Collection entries
=-=-=-=-=

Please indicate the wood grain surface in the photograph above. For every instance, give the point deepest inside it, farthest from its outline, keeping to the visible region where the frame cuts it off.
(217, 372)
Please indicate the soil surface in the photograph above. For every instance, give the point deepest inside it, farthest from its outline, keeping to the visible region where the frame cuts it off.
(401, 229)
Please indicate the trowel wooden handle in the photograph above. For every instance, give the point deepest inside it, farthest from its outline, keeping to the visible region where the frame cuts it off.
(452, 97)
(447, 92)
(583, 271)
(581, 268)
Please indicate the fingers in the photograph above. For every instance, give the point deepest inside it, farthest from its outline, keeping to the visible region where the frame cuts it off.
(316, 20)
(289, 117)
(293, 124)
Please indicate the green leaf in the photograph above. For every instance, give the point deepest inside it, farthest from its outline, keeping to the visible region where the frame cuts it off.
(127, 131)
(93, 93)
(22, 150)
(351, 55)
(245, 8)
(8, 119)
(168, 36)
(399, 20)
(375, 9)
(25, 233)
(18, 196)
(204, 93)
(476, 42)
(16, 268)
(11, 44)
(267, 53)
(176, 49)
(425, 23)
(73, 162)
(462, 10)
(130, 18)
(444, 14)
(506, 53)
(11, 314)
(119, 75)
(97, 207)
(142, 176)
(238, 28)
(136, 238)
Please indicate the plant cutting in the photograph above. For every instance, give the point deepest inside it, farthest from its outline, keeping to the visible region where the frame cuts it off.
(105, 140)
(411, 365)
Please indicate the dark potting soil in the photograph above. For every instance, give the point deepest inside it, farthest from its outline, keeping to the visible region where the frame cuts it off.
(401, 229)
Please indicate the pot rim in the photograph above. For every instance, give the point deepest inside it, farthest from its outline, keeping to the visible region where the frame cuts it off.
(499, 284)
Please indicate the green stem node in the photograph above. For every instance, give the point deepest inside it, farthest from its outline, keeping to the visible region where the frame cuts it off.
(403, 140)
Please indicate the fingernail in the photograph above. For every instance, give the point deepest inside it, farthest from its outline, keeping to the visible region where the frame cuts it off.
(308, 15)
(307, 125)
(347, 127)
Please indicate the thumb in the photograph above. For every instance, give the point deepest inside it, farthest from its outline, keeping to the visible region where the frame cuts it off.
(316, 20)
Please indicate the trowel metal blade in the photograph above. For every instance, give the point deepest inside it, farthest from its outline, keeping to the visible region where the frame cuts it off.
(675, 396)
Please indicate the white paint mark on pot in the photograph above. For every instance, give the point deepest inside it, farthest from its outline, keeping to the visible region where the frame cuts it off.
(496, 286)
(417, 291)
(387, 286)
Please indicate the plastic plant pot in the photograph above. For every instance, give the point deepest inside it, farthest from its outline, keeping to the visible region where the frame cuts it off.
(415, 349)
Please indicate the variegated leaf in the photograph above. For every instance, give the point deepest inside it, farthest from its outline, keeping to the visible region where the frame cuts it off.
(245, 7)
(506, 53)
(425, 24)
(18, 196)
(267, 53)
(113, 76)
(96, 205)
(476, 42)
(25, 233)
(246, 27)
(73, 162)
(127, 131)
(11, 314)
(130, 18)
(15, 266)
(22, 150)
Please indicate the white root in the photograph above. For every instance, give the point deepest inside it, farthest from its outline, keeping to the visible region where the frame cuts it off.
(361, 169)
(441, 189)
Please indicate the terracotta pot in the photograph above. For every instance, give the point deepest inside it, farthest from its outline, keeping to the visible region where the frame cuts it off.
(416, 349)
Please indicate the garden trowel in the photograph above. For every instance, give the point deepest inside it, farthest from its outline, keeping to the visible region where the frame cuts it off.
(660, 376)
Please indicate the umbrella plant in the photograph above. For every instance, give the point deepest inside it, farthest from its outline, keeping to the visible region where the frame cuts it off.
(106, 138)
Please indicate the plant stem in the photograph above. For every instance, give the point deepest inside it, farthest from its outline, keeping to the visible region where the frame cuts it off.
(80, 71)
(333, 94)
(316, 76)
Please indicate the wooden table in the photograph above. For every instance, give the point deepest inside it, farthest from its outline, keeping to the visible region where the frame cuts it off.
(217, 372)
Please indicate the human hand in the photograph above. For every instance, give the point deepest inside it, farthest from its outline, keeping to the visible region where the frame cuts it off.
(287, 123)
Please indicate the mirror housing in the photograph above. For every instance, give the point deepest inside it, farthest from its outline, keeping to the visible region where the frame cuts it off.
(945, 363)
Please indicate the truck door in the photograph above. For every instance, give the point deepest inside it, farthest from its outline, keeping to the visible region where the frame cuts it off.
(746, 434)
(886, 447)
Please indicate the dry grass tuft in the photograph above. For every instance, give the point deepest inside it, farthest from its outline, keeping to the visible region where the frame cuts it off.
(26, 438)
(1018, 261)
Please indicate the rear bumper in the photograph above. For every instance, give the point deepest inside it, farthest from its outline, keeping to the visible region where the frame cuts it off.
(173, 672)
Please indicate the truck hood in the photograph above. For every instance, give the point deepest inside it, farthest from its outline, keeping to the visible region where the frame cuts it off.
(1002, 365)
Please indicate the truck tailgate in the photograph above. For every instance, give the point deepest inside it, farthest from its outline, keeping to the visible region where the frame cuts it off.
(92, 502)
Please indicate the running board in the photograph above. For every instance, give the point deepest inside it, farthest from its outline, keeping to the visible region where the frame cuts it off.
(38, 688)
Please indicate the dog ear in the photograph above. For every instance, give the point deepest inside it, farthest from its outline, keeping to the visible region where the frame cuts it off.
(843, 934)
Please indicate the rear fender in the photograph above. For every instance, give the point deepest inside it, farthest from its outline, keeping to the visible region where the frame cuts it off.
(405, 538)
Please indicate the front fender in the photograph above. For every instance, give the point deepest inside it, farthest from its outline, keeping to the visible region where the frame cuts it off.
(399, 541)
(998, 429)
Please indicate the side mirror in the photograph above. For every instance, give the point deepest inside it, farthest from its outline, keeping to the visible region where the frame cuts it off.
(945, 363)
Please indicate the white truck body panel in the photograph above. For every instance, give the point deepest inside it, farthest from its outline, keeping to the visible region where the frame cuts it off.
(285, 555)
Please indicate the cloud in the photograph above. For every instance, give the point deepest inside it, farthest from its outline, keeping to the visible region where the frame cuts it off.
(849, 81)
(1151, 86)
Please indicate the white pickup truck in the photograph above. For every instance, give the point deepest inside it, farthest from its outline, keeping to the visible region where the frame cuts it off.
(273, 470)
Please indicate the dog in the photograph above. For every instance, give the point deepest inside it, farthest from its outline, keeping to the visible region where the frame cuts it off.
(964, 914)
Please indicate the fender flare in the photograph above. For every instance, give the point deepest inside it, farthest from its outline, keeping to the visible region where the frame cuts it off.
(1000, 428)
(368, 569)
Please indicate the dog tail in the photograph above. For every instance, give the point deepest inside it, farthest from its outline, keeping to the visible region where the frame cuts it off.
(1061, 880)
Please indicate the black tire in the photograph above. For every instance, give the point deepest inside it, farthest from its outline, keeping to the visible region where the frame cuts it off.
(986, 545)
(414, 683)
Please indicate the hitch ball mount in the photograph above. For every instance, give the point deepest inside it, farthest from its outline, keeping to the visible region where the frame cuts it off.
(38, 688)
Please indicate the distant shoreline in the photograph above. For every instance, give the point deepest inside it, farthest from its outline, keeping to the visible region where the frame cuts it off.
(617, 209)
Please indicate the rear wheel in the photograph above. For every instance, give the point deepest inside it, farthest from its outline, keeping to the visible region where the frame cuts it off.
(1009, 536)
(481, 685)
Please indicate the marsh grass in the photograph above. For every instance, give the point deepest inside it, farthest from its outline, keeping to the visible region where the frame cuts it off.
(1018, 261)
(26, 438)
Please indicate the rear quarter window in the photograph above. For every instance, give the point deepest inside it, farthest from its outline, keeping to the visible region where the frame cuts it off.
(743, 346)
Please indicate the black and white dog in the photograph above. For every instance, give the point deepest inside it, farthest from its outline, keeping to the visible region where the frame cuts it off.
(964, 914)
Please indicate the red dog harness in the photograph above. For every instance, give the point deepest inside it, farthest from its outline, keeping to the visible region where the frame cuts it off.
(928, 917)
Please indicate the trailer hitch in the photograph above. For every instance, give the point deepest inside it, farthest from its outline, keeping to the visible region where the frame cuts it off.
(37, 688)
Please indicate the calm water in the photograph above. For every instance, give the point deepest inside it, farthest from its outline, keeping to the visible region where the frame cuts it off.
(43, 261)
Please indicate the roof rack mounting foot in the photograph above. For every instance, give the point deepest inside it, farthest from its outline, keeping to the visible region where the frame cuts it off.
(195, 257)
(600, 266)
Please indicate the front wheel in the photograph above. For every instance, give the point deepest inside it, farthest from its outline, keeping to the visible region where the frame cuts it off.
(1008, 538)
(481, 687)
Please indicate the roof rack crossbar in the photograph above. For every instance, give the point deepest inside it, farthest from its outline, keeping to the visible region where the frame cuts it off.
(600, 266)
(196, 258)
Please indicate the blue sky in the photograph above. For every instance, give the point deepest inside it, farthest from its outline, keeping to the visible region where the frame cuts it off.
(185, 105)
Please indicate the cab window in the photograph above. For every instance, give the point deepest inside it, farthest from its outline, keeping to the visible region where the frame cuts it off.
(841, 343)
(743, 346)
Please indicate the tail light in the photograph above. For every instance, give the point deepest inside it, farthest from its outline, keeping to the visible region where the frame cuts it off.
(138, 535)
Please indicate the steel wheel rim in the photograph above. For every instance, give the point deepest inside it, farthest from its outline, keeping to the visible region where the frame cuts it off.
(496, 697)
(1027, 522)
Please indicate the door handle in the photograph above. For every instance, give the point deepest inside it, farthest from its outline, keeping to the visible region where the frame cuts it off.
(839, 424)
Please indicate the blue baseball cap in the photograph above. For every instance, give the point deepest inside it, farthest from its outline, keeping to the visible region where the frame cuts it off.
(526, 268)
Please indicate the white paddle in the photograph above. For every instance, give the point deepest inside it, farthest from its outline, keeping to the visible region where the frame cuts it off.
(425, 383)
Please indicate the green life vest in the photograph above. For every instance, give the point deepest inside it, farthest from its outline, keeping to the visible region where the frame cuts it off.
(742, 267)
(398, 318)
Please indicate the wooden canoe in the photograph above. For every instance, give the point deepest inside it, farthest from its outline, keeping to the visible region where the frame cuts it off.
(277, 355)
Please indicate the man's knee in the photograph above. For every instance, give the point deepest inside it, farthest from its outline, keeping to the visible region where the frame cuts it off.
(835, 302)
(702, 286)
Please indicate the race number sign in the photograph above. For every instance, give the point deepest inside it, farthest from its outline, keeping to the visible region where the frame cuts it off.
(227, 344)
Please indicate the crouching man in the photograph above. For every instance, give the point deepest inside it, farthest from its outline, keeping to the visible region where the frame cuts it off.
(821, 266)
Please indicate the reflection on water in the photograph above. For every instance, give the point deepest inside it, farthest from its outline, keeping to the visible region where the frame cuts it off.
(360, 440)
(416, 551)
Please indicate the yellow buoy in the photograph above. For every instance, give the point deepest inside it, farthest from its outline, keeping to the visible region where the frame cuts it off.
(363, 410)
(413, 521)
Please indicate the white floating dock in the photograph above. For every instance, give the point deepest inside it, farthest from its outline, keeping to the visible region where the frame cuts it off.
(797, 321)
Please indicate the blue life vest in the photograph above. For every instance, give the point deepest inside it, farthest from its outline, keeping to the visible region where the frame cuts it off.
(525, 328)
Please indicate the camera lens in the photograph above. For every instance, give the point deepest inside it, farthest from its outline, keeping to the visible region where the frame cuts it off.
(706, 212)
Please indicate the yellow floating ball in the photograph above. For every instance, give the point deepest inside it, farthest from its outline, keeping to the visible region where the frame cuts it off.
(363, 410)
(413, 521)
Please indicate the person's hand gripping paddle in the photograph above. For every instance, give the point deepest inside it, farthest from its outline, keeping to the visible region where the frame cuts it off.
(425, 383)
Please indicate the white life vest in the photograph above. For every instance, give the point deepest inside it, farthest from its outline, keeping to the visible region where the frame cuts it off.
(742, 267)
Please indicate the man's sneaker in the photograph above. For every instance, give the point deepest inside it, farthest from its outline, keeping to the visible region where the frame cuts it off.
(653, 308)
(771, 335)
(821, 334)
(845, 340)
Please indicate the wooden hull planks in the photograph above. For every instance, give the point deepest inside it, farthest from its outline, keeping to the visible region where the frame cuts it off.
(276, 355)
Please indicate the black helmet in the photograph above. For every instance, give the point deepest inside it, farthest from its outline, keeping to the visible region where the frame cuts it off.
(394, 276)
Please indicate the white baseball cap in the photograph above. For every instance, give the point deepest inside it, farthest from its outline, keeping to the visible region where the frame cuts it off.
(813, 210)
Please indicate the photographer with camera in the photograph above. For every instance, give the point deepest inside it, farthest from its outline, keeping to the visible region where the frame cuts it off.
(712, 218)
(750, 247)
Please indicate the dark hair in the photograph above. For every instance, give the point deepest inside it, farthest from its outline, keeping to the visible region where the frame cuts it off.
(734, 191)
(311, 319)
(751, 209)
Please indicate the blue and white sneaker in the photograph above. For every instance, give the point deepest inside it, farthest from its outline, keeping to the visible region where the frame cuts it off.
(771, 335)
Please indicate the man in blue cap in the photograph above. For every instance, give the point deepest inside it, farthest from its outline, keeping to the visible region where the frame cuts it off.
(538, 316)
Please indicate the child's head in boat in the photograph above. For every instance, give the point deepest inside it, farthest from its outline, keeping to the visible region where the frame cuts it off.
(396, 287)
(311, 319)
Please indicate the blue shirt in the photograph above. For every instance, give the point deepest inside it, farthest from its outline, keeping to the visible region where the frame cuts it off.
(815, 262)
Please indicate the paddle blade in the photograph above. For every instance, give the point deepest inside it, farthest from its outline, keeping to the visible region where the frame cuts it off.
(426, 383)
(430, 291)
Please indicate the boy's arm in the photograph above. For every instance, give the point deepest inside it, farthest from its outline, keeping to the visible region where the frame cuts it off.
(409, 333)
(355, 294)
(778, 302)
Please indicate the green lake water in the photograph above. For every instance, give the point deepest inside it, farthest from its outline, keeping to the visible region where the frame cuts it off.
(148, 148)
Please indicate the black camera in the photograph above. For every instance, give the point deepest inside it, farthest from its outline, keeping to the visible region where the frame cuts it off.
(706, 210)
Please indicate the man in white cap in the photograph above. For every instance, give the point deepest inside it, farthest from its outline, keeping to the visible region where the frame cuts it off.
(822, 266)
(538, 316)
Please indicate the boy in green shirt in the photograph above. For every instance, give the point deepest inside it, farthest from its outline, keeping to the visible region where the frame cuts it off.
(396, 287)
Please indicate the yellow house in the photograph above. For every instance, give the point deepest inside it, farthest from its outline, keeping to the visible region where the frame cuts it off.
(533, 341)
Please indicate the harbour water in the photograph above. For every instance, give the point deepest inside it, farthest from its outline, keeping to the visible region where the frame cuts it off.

=-=-=-=-=

- **TASK BRIEF**
With both ends included, please retype exactly the lines from the line containing "Please indicate the green lake" to the final line of the data.

- **RESPONSE TO THIS EXERCISE**
Please indicate the green lake water in the photograph above. For every instance, give the point deepest inside it, farthest from its outline, keeping to the visible region where the frame cuts it off.
(148, 148)
Please indicate the black camera in the photograph above. For every instance, give the point deepest inside it, farthest from its outline, keeping to the visible region where the frame cuts it off.
(706, 210)
Please indicate the man in white cap in the photograph above. For every instance, give the point deepest inside it, farthest from its outline, keeping to the visible region where the frame cuts it off.
(822, 266)
(538, 316)
Please indicate the boy in green shirt in the photograph above. For every instance, give the point deepest inside it, farthest from its outline, keeping to the visible region where the frame cuts it off.
(396, 287)
Please indicate the yellow house in the photograph above. For every instance, give the point deepest inside it, farthest from its outline, keeping to the visible region where the frame cuts it off.
(533, 341)
Please indicate the harbour water in the photograph above. For every instance, give the point deepest inside it, farthest from its outline, keeping to the visible region where the frame cuts it off.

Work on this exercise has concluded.